>>>

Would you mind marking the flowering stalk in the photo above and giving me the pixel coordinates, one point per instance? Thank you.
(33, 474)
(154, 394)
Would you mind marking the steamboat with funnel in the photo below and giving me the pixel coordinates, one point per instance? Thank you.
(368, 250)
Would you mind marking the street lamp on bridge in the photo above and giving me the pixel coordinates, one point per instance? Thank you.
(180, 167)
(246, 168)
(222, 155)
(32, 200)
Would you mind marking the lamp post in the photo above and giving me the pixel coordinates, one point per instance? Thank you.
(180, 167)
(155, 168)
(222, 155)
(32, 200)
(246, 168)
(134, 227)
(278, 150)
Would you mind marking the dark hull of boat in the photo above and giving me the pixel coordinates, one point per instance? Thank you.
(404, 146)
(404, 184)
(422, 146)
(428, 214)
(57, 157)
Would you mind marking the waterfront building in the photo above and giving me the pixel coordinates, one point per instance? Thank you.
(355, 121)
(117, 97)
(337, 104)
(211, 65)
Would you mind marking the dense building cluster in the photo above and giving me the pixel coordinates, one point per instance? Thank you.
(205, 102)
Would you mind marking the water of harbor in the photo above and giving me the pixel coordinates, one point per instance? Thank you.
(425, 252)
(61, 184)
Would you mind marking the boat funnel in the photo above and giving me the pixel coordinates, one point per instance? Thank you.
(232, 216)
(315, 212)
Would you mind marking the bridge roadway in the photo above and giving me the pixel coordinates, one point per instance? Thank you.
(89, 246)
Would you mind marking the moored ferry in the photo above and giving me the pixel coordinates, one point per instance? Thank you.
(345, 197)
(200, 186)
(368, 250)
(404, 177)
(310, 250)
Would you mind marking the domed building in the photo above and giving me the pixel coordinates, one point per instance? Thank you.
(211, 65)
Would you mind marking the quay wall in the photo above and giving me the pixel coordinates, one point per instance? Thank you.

<<<

- _ABOUT THIS EXERCISE_: Begin with the line containing "Would you mind marking the domed" and retype it and each line after it through the end of the records, keeping them exact and including nothing more.

- _EXERCISE RESULT_:
Would you mind marking the domed building in the photo above and giving me the pixel coordinates, one point per instance? Thank you.
(211, 65)
Would you mind marking the quay wall in the photo above and giving me the pixel coordinates, one point per instance? Thank you.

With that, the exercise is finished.